(Extracted records)
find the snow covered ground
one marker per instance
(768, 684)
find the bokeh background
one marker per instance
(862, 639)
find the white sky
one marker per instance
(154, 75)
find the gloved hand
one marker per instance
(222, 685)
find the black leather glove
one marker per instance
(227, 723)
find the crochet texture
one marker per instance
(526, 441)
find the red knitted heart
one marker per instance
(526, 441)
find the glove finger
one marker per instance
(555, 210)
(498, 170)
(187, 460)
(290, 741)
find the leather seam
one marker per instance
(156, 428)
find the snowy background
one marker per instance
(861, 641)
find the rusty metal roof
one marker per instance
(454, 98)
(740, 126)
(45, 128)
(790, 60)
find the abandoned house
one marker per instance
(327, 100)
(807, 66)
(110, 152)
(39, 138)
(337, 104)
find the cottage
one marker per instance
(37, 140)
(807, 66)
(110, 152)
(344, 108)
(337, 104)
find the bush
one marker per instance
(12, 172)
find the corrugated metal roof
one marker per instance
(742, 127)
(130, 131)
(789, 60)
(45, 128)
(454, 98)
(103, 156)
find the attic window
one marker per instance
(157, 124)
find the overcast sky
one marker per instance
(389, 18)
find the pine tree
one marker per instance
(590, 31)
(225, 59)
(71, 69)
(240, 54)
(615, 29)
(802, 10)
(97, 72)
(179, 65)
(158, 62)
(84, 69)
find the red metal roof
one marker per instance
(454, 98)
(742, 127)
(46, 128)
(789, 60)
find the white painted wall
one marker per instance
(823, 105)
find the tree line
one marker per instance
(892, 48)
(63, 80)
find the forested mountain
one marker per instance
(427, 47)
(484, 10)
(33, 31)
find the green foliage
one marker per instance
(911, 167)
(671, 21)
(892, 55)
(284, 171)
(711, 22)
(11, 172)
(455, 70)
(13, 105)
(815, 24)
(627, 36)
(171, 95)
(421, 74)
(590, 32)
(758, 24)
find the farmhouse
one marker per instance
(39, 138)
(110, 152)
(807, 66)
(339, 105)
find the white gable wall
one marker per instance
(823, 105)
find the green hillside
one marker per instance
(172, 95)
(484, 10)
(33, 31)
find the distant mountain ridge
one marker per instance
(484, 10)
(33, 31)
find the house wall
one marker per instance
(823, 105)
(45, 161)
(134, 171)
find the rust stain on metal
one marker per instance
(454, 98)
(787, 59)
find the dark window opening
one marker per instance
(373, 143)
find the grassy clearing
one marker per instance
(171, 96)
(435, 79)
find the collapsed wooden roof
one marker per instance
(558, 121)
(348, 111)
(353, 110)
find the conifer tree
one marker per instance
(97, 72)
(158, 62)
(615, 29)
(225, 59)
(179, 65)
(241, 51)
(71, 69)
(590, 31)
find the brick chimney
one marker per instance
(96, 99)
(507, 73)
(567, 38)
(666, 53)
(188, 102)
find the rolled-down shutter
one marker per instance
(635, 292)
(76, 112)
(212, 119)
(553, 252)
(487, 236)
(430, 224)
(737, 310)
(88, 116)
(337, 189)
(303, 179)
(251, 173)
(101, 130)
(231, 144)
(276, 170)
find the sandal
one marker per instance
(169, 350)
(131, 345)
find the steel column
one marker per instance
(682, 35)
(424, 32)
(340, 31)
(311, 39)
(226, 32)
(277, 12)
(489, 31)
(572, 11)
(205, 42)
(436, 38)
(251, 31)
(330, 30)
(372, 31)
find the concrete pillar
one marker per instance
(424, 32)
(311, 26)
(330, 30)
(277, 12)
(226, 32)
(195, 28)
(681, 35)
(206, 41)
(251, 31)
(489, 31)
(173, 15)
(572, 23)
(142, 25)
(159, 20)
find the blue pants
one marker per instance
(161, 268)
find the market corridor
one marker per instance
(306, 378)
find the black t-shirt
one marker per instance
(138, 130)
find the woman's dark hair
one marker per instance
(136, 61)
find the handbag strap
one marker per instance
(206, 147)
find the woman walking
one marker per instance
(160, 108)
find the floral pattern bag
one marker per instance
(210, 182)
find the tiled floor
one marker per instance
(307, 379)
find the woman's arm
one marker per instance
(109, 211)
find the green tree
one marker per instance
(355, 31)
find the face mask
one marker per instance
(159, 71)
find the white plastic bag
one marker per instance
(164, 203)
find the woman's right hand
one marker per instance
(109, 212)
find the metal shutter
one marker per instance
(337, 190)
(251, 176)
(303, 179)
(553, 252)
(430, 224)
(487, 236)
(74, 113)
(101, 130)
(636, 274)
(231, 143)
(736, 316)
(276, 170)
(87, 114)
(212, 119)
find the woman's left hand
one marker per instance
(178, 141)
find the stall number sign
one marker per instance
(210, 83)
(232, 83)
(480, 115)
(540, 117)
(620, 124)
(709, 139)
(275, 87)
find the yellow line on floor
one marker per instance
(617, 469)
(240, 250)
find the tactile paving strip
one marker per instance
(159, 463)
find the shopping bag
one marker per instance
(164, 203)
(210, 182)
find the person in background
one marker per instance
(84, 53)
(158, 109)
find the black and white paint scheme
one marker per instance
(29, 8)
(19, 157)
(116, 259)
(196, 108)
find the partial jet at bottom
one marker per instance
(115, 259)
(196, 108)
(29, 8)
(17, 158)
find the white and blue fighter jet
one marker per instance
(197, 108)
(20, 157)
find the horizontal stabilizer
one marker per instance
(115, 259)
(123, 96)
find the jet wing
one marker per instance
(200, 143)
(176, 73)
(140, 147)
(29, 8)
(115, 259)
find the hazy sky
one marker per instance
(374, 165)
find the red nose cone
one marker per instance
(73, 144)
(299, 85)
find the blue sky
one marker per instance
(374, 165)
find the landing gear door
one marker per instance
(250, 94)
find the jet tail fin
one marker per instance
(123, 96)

> WORK INSTRUCTIONS: Reproduce nothing but the lines from the line containing "find the woman's arm" to the last line of the data, each exactly as written.

> WRITTEN SOLUTION:
find the woman's arm
one marker per instance
(109, 211)
find the green tree
one marker per instance
(355, 31)
find the face mask
one marker per instance
(159, 71)
find the white plastic bag
one marker per instance
(164, 203)
find the woman's right hand
one marker per instance
(109, 212)
find the metal shutter
one marker per instance
(337, 190)
(251, 176)
(303, 179)
(553, 252)
(430, 224)
(487, 236)
(74, 113)
(101, 130)
(636, 274)
(231, 143)
(736, 316)
(276, 170)
(87, 114)
(212, 119)
find the woman's left hand
one marker per instance
(178, 141)
find the stall number sign
one marker per instance
(210, 83)
(232, 83)
(480, 115)
(540, 117)
(620, 124)
(709, 139)
(275, 87)
find the yellow line on floor
one marker per instance
(617, 469)
(240, 250)
find the tactile paving strip
one marker per instance
(159, 463)
find the shopping bag
one marker per instance
(164, 203)
(210, 182)
find the person in background
one marker per instance
(84, 53)
(158, 109)
find the black and white paint scheme
one marker per instance
(29, 8)
(19, 157)
(116, 259)
(196, 108)
find the partial jet at bottom
one marker per instance
(115, 259)
(196, 108)
(29, 8)
(17, 158)
find the white and blue fighter jet
one marker per instance
(197, 108)
(20, 157)
find the horizontal stabilizer
one marker per instance
(115, 259)
(123, 96)
find the jet wing
one marker per instance
(200, 143)
(176, 73)
(140, 147)
(29, 8)
(115, 259)
find the hazy sky
one marker per instance
(374, 165)
find the red nose cone
one marker per instance
(73, 144)
(299, 85)
find the blue sky
one marker per instance
(374, 165)
find the landing gear door
one marker per instance
(250, 94)
find the jet tail fin
one marker per instance
(123, 96)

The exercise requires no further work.